*** SUPPLIED MATERIAL Section Begins ***
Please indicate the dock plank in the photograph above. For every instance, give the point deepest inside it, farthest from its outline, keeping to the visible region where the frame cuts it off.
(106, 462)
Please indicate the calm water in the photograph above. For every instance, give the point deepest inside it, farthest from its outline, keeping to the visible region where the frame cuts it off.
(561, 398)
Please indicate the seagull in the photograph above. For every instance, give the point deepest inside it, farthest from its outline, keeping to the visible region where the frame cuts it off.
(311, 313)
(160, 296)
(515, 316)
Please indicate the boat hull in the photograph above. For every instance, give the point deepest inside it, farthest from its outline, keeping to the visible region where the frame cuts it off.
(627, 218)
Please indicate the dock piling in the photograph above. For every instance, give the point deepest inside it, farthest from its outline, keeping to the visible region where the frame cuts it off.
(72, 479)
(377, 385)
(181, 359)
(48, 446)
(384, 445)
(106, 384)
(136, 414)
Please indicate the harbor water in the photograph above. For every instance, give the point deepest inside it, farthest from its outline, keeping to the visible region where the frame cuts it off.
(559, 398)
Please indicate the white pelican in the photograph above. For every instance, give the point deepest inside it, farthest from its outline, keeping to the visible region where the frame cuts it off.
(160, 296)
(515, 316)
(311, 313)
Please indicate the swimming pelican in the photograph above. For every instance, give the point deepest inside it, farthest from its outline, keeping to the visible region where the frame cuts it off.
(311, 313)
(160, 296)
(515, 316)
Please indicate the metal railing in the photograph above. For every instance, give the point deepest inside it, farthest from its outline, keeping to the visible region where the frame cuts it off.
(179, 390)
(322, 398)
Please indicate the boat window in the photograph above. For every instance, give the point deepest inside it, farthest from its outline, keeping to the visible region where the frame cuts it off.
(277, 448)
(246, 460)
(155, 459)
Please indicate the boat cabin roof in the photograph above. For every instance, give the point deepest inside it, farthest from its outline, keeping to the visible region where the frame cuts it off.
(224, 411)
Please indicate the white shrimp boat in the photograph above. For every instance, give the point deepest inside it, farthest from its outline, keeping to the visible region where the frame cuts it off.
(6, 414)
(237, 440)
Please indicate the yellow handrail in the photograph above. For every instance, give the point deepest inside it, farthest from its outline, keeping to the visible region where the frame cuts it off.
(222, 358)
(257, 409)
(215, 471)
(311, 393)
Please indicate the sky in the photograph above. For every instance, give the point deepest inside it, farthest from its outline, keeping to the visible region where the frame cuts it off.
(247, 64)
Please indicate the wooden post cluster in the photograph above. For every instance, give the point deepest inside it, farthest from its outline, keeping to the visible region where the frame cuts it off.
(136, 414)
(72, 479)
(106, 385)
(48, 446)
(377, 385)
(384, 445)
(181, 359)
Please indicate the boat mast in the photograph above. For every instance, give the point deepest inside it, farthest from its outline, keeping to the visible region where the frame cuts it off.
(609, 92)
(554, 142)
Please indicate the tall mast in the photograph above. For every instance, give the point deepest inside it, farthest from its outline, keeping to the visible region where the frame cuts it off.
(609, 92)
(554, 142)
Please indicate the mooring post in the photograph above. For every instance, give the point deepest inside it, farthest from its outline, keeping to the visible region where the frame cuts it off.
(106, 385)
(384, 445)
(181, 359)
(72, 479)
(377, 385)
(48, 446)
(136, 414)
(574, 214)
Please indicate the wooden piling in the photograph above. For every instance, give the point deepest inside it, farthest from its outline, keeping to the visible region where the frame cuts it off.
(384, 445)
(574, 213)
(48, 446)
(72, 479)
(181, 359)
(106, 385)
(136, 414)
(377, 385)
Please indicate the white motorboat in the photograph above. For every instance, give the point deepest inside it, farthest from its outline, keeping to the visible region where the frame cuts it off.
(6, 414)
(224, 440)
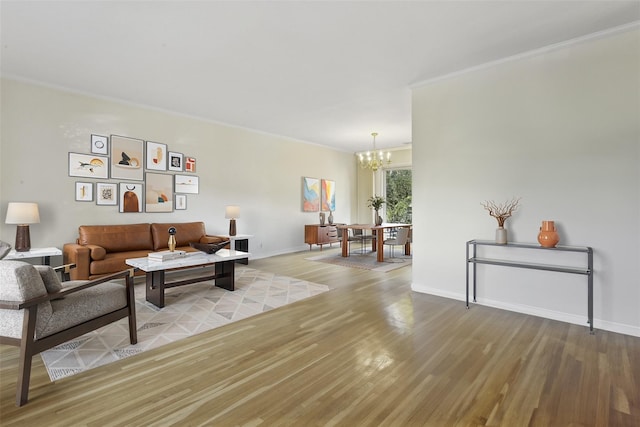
*** SUPPLIED MATERIAL Section Ends ***
TASK TO COMPLETE -> Output all of the data exactly. Skip the pictures.

THE COMPLETED TASK ->
Please indicate the dock plank in the photograph above. For every instance, give the point deepest inside it, farthest from its outline, keeping to the visible region where the frame cuts it off.
(106, 462)
Please indicate the calm water in the photograph above. For every instance, give the point deepest inside it, farthest from its outline, keeping to the visible region where the frame cuts it off.
(561, 398)
Please indicate the seagull in the photograph above. For every instance, give the point deepest inside it, farthest from its outline, keeping to the visible region where the frame cuts it off.
(311, 313)
(160, 296)
(515, 316)
Please indicate the boat hull in the photograph above. For every instance, give the point deepest inside it, farthest from its outline, keeping to the visible region where the frame cuts it off.
(627, 218)
Please indicate the dock piling in the photograph above. For every instance, give the point deepest inside it, farthest from its outline, keeping to the visible region where the frame cuts it off.
(72, 479)
(377, 385)
(181, 359)
(48, 446)
(384, 445)
(106, 384)
(136, 414)
Please indicate the harbor water in the photograph above. For every instance, give the point deepest inside it, farthest from its outline, keeping to the visible region where the frame cuts it off.
(559, 398)
Please indicate the white pelican in the photograph above. For every instance, give the point deepest inside it, farthest from its outline, keeping to the visible region where the frame cuts it off.
(160, 296)
(515, 316)
(311, 313)
Please indicate the swimming pelican in the photograph above. For every instance, give the point deepest inside it, farthest from its outline, keeping to the visible region where the frame cuts it off.
(311, 313)
(160, 296)
(515, 316)
Please indicate the metal railing in the photograph above. For every instance, give the point deepest inside it, farthest from its outline, keeping to the visible region where the frame cuts it off.
(179, 390)
(322, 398)
Please indicate the boat window in the photograph above. For every instance, give the point deepest inside it, farthest from its outline, keeping to the visible region where the frame cuts it off.
(277, 448)
(246, 460)
(155, 459)
Please indicate the boat cabin roof in the photograph above. For every instance, give the point deepest inside it, farthest from its outline, keeping to the visible region where the frame cuts it off.
(224, 411)
Please indicate the white shrimp boat in the photograph above. For every instance, give the point deepest inside it, farthest from its outline, keeping to the visible region where the frame cuts it off.
(6, 414)
(237, 440)
Please indicate the yellow handrail in the photograph above. For every instance, give the point deepest inside it, farthest from its outline, keeping to the visible region where the frame cuts it off.
(222, 358)
(257, 409)
(215, 471)
(311, 393)
Please indicate the sky in the photograph above. For every instance, give the point deepest inside it, farthest from its outline, keeping to the visible region where the frame cuts it off.
(247, 64)
Please indicate the wooden post cluster in the photograph above. For every instance, give the point deepest inside it, farthest from its outline, keeping to the visible region where the frame cuts it off.
(136, 414)
(72, 479)
(106, 385)
(48, 446)
(377, 385)
(384, 445)
(181, 359)
Please indicate the boat mast in the photograph above. For every instance, give the point deepest inside it, farthest from its outline, keeping to the visible region where the frame cuts it off.
(609, 92)
(554, 142)
Please indicate the tall mast in the photograph above. For every instance, give the point deepest inside it, farthest from its outline, keeping to the visible region where the frame cuts it off.
(609, 92)
(554, 142)
Please indicate the mooring post in the photograph above. For every instance, give the point deepest inside it, farthest from its outline, keeping to the visible region where the frame cuts it off.
(106, 385)
(384, 445)
(181, 359)
(72, 479)
(377, 385)
(48, 446)
(136, 414)
(574, 214)
Please indicate the wooden piling in the photograph above. For every instance, give the point deepest inside it, farthest from its outline, keeping to the visible region where the frame cuts it off.
(384, 445)
(574, 213)
(48, 446)
(72, 479)
(181, 359)
(106, 385)
(136, 414)
(377, 385)
Please indicate the white motorboat in the photograph above. For every instance, give the point deepest inside it, farthest from its outline, keeping to the visible region where the frame cuts it off.
(6, 414)
(224, 440)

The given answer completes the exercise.